**Приведенный текст**
----------
Подобные протесты на первых порах были единичными и оставались безрезультатными в связи с тем, что в самом русском сознании пока еще всецело царило греческое влияние, особенно в церковно-религиозных вопросах. Греки являлись поборниками и знатоками чистого Православия, они знали, что православно и что нет, а потому и «лучше всех могли оберечь и охранить его от возможных ошибок, заблуждений и сторонних вредных влияний. Сомнений в их компетентности в делах веры, а тем более в их безусловной преданности православию, тогда еще не существовало: греки в глазах тогдашних русских, как писал Каптерев, были более благочестивыми и более святыми, нежели они, — русские».

Монгольское иго существенно отразилось на положении вещей. Греки приезжали неохотно в разоренную страну, а с другой стороны это повлекло за собой невольное сближение местной государственной власти с представителями власти церковной и в этом сближении «был зародыш тесных отношений, преследующих взаимную помощь и поддержку», в конечном счете, сильно увеличивших могущество и той и другой власти.

Заметим, что усиление и развитие древнерусской церковной епархии также были одной из причин учреждения патриаршества в России. Русские, приняв христианство из Византии, получили от греков вместе с вероучением, богослужебными книгами и церковными правилами (например, «Номоканон») также и готовые формы церковного управления. Отличительными чертами этого управления на практике были: 1) полное развитие централизованной системы управления, строгое подчинение епископов митрополитам, митрополитов – патриарху; 2) установившийся обычай, по которому церковная власть всегда действовала возле светской власти, развивая собственное могущество при помощи последней. Эти черты византийской церковной жизни потом были перенесены в практику Русской Церкви, которая должна была повторить все то, что создала практика Греческой Церкви и довести централизацию власти до конца – до учреждения патриаршества. Значение митрополитов и епископов на Руси со временем все более возрастает, причем особо возрастает значение тех иерархов, которые опираются на более сильную власть. Какой князь был сильнее, там возвышается и епископ и получает титул архиепископа; где устраивается великий князь, туда переносится и кафедра митрополита.
----------
**Задание**
Ответьте на вопросы по приведенному тексту:
(a) По какой причине протесты на первых порах оставались безрезультатными?
(b) Как греки приезжали в разоренную страну во время монгольского ига?
(c) Какой титул получает епископ там, где князь был сильнее?
----------
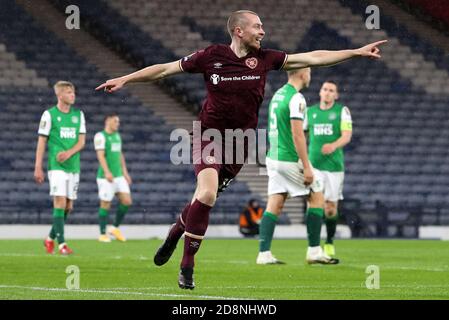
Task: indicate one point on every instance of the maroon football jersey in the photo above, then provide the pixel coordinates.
(235, 86)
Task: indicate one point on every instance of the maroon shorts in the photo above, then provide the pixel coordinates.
(226, 159)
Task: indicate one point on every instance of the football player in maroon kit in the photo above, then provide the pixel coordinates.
(235, 78)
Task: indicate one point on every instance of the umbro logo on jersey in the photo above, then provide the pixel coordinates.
(215, 78)
(251, 62)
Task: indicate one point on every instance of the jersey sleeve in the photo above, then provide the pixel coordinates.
(346, 119)
(297, 106)
(194, 63)
(99, 141)
(82, 124)
(45, 124)
(274, 59)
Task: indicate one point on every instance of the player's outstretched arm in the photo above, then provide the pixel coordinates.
(320, 58)
(151, 73)
(65, 155)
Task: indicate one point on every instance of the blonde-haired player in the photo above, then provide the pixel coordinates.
(63, 129)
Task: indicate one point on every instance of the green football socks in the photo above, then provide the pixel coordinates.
(58, 225)
(314, 218)
(266, 230)
(331, 227)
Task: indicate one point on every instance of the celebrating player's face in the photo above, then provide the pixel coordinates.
(66, 95)
(252, 32)
(328, 92)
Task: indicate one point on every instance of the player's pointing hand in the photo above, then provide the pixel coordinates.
(111, 85)
(371, 50)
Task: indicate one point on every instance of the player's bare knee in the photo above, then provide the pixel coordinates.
(316, 200)
(330, 209)
(207, 197)
(127, 201)
(69, 207)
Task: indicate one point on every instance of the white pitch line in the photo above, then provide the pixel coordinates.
(167, 295)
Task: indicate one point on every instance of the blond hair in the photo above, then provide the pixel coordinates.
(237, 19)
(62, 84)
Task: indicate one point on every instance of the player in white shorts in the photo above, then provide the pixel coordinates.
(329, 125)
(63, 130)
(289, 171)
(112, 178)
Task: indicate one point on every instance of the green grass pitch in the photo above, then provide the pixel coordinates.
(226, 269)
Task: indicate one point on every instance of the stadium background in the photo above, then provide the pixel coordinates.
(397, 164)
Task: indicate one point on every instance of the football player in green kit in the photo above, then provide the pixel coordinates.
(329, 125)
(112, 177)
(289, 170)
(63, 128)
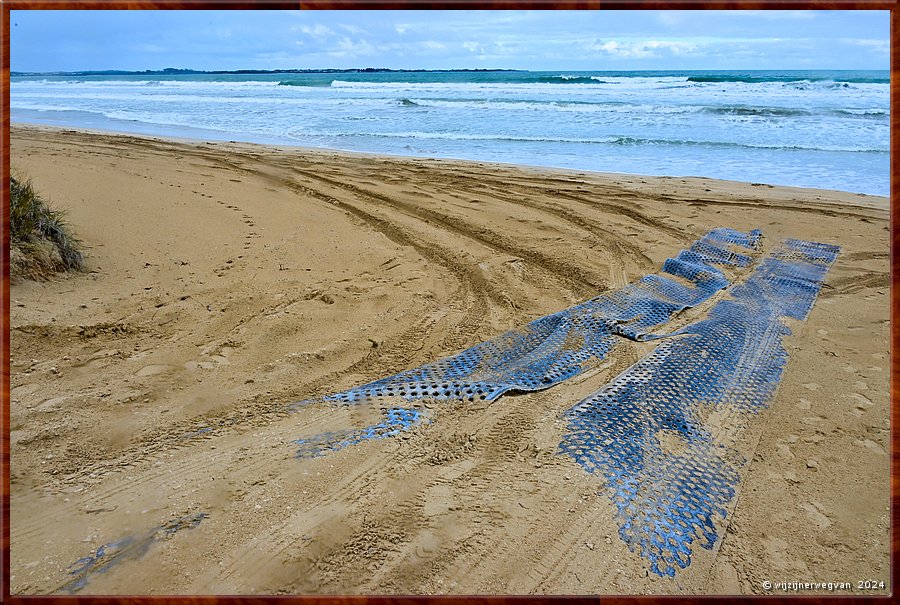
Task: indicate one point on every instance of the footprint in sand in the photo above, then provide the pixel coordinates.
(870, 445)
(862, 402)
(816, 512)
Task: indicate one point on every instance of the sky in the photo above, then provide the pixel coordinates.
(43, 41)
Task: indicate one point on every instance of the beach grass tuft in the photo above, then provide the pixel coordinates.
(41, 241)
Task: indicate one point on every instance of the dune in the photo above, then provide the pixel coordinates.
(153, 444)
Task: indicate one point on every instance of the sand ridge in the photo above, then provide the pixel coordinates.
(228, 280)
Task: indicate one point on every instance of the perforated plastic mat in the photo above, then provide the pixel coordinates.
(128, 548)
(395, 421)
(554, 348)
(663, 432)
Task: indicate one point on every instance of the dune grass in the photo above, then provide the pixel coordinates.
(41, 242)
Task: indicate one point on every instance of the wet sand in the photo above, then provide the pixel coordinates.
(227, 280)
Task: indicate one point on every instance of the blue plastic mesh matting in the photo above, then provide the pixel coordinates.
(395, 421)
(655, 432)
(554, 348)
(129, 548)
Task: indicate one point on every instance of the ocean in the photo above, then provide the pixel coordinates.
(824, 129)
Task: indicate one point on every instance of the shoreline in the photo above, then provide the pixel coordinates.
(227, 280)
(877, 201)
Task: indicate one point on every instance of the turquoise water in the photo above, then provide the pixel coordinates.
(827, 129)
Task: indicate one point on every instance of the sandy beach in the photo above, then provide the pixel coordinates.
(149, 394)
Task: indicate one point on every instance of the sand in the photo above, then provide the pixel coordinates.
(227, 280)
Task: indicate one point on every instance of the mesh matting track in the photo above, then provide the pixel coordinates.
(554, 348)
(395, 421)
(663, 432)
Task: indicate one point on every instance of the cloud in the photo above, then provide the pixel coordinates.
(317, 31)
(878, 46)
(645, 49)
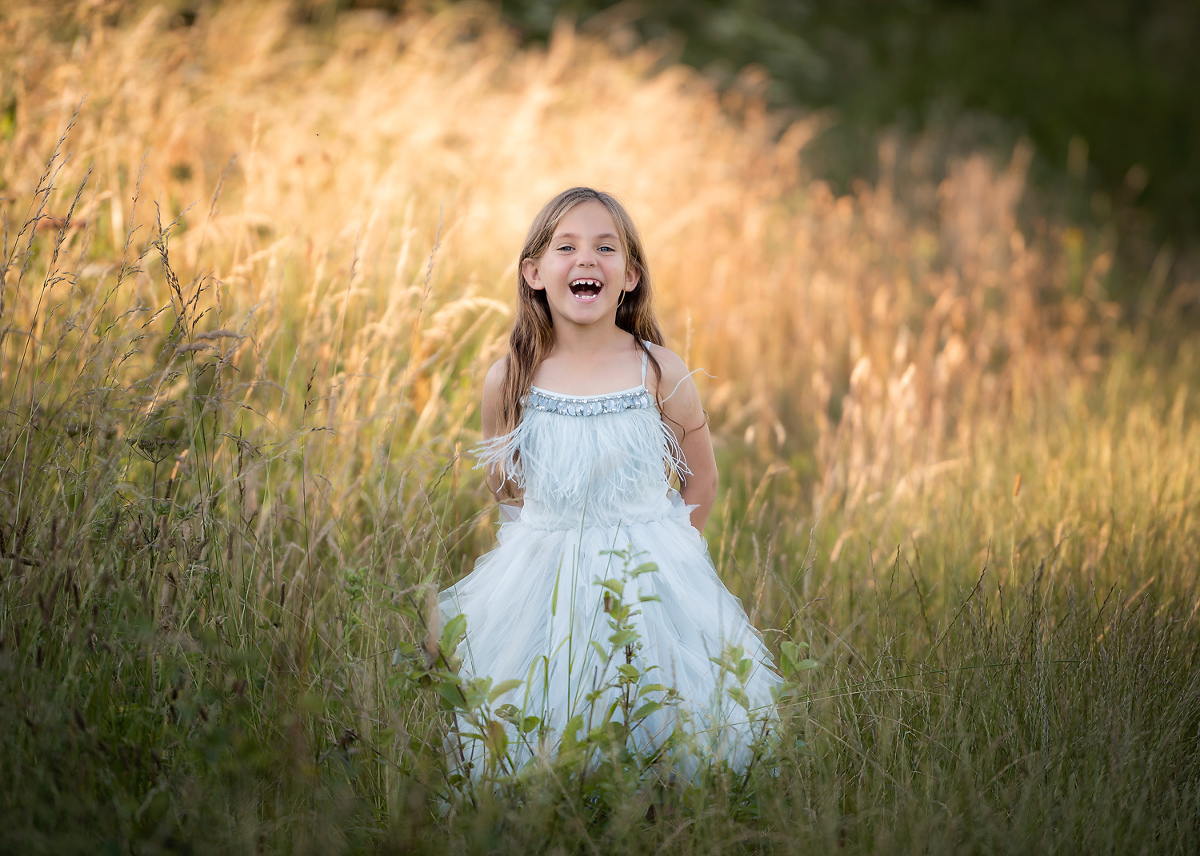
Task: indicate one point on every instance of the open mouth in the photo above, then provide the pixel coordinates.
(586, 289)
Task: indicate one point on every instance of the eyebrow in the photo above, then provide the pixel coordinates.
(571, 234)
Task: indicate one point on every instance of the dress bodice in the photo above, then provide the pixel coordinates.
(588, 460)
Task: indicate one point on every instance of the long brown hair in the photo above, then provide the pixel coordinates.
(533, 329)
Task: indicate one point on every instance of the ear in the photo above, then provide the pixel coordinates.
(633, 277)
(529, 270)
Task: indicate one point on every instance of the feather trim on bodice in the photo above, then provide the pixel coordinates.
(603, 452)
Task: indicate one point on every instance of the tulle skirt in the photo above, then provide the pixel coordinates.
(613, 620)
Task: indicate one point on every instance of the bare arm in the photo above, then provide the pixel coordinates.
(490, 414)
(687, 418)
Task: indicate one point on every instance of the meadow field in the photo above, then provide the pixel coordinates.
(253, 271)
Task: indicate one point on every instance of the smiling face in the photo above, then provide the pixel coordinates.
(583, 270)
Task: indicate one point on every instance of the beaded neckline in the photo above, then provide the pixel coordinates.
(637, 397)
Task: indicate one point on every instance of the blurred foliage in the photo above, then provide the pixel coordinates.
(1107, 89)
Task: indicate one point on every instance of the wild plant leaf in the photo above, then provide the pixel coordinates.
(451, 693)
(451, 633)
(613, 585)
(497, 740)
(622, 638)
(651, 688)
(647, 710)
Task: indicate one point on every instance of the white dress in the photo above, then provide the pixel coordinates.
(595, 477)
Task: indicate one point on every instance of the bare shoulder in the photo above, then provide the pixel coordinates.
(677, 393)
(493, 383)
(672, 365)
(495, 378)
(676, 383)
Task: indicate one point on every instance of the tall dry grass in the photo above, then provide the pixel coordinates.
(253, 274)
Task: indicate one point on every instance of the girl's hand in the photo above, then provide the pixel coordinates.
(685, 417)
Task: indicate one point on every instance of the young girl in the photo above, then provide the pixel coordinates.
(585, 423)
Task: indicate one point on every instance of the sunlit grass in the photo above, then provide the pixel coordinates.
(247, 300)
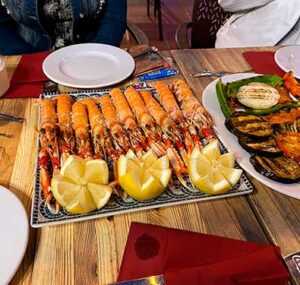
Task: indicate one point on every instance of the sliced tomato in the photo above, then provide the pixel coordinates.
(289, 142)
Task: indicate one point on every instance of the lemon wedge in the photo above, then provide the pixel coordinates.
(82, 186)
(212, 172)
(145, 178)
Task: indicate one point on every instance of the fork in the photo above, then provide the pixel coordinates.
(207, 73)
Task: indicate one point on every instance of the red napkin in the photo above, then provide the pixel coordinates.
(263, 62)
(192, 258)
(28, 78)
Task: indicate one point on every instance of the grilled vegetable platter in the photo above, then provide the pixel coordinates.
(263, 112)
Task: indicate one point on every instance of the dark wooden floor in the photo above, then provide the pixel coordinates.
(174, 12)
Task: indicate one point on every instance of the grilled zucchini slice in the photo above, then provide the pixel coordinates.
(266, 148)
(253, 126)
(282, 169)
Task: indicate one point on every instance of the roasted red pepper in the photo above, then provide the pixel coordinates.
(291, 83)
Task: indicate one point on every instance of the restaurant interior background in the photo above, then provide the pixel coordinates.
(174, 12)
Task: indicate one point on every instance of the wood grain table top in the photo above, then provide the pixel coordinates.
(90, 252)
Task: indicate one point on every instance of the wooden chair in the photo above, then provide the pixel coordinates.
(207, 18)
(138, 34)
(157, 10)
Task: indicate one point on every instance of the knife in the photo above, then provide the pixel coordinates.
(150, 280)
(11, 118)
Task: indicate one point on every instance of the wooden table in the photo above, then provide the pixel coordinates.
(90, 252)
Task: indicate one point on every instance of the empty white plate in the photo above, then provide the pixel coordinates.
(14, 233)
(288, 59)
(88, 65)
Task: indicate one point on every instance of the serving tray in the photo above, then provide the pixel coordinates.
(174, 195)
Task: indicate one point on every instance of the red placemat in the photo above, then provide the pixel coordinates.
(28, 78)
(263, 62)
(192, 258)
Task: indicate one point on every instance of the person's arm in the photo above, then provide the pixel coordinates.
(112, 23)
(241, 5)
(10, 41)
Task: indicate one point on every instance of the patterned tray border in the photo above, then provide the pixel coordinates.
(174, 195)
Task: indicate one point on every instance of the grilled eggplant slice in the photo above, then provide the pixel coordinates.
(266, 148)
(282, 169)
(253, 126)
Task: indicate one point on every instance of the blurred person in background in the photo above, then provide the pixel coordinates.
(260, 23)
(28, 26)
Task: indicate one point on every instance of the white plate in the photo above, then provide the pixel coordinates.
(88, 65)
(210, 101)
(14, 233)
(288, 59)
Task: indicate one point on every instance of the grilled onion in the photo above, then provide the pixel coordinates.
(258, 95)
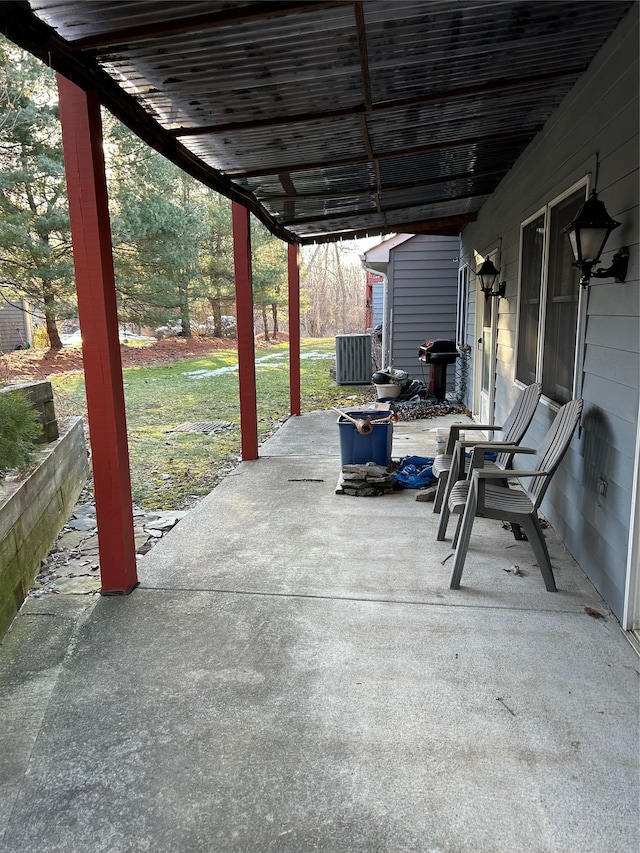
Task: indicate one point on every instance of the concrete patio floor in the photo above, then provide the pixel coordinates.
----------
**Ответ ниже**
(a) В русском сознании тогда еще всецело царило греческое влияние, особенно в церковно-религиозных вопросах.
(b) Неохотно.
(c) Титул архиепископа.